Top of SUPPLIED ENTRIES
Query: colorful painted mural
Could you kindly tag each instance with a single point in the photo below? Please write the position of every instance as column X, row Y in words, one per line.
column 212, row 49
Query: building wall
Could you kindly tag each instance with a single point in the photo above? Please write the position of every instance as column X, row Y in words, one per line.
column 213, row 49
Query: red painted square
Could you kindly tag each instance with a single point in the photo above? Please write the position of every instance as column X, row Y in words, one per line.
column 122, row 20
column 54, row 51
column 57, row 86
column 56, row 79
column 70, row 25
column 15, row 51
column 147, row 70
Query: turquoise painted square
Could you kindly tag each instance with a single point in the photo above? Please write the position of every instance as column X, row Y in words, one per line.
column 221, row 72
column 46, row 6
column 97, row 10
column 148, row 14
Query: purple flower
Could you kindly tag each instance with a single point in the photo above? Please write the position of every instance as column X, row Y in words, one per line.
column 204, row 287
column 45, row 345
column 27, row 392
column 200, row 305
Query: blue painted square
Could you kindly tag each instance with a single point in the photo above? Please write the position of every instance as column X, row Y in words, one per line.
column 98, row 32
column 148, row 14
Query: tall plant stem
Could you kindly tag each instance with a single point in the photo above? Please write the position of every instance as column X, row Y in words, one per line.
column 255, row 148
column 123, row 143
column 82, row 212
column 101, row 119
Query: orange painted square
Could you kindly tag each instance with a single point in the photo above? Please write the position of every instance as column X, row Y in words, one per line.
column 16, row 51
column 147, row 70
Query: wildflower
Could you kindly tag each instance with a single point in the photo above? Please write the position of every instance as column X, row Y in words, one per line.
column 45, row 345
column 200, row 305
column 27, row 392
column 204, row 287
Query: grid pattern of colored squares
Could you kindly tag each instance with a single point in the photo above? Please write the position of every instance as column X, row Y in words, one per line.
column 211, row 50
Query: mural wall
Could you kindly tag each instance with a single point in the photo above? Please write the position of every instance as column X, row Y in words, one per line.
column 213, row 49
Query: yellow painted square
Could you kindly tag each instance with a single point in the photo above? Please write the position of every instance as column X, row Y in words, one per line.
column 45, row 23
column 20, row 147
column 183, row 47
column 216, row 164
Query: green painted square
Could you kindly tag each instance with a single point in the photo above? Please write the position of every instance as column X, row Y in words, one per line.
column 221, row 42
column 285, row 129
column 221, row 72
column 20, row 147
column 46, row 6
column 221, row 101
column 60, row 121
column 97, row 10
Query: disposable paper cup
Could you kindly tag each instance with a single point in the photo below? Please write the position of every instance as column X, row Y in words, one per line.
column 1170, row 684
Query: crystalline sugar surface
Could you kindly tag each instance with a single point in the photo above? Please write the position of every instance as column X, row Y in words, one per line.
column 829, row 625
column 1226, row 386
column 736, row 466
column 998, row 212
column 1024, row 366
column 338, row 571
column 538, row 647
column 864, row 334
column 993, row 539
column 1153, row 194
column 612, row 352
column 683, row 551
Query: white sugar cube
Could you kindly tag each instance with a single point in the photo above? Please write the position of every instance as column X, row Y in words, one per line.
Bottom of SUPPLIED ENTRIES
## AIM OF THE EXERCISE
An exact reproduction of all the entries above is the expected answer.

## TASK SOLUTION
Query: colorful painted mural
Could you kindly tag each instance with a single point in the photo below? Please write the position of every instance as column X, row Y in words, one per line.
column 212, row 49
Query: building wall
Could you kindly tag each instance with a single point in the photo above? Please write the position of every instance as column X, row Y in words, one per line.
column 213, row 49
Query: red painted square
Could you kindly tag each instance with a single point in the photo above? Please write the position of every instance as column X, row Y in words, one per line.
column 122, row 20
column 54, row 51
column 57, row 86
column 56, row 79
column 70, row 25
column 15, row 51
column 147, row 70
Query: turquoise painted square
Could you kindly tag each instance with a single point in the photo above? Please write the position of every instance as column X, row Y in words, one per line.
column 221, row 72
column 46, row 6
column 97, row 10
column 148, row 14
Query: purple flower
Could you kindly tag each instance with a single point in the photo above? Please write the position of every instance as column X, row Y in words, one per line.
column 204, row 287
column 45, row 345
column 27, row 392
column 200, row 305
Query: blue painted square
Could you kindly tag each instance with a single point in the photo above? Please write the position of every instance as column X, row Y in words, one per line.
column 98, row 32
column 148, row 14
Query: tall plant stem
Could you kindly tag each instance with a single point in the photo above? Please write the position of every instance as column X, row Y in words, one per line.
column 255, row 148
column 123, row 143
column 82, row 212
column 101, row 119
Query: orange painted square
Could you kindly tag each instance with a single point in the photo above? Please write the position of every instance as column X, row Y in words, one per line.
column 16, row 51
column 147, row 70
Query: wildflower
Could you kindly tag each instance with a single point in the photo above? Please write the position of every instance as column X, row Y in words, one per line.
column 45, row 345
column 200, row 305
column 27, row 392
column 204, row 287
Query: grid pattern of colored squares
Could you kindly tag each instance with a single point in the photo above? Please write the position of every instance as column X, row Y in words, one per line.
column 211, row 50
Query: mural wall
Could you kindly tag each instance with a single point in the photo above? Please write the position of every instance as column X, row Y in words, one per line.
column 213, row 49
Query: yellow painted square
Could you kindly tag each instance with a single point in the photo above? Please write the position of every instance as column X, row Y in words, one per line.
column 45, row 23
column 20, row 147
column 183, row 47
column 216, row 164
Query: green painted square
Could you kindly tag each instance with a single point in the photo above? Please write the position of every instance as column X, row Y in words, one per line.
column 221, row 42
column 285, row 129
column 221, row 72
column 20, row 147
column 46, row 6
column 221, row 101
column 60, row 121
column 97, row 10
Query: disposable paper cup
Could you kindly tag each instance with a single point in the photo below? Please write the position of every instance as column X, row Y in words, one per line.
column 1170, row 684
Query: crystalline sugar surface
Could you kindly tag each instance with a single point in the photo above? Please write the position of every instance as column X, row Y in words, one per line.
column 829, row 625
column 1226, row 386
column 736, row 466
column 998, row 212
column 1024, row 366
column 338, row 571
column 538, row 647
column 864, row 334
column 993, row 539
column 1153, row 194
column 612, row 352
column 683, row 551
Query: white sugar cube
Could you kindly tag each instance with a single point in the photo above? Please write the position of every instance as column X, row Y in words, one per line.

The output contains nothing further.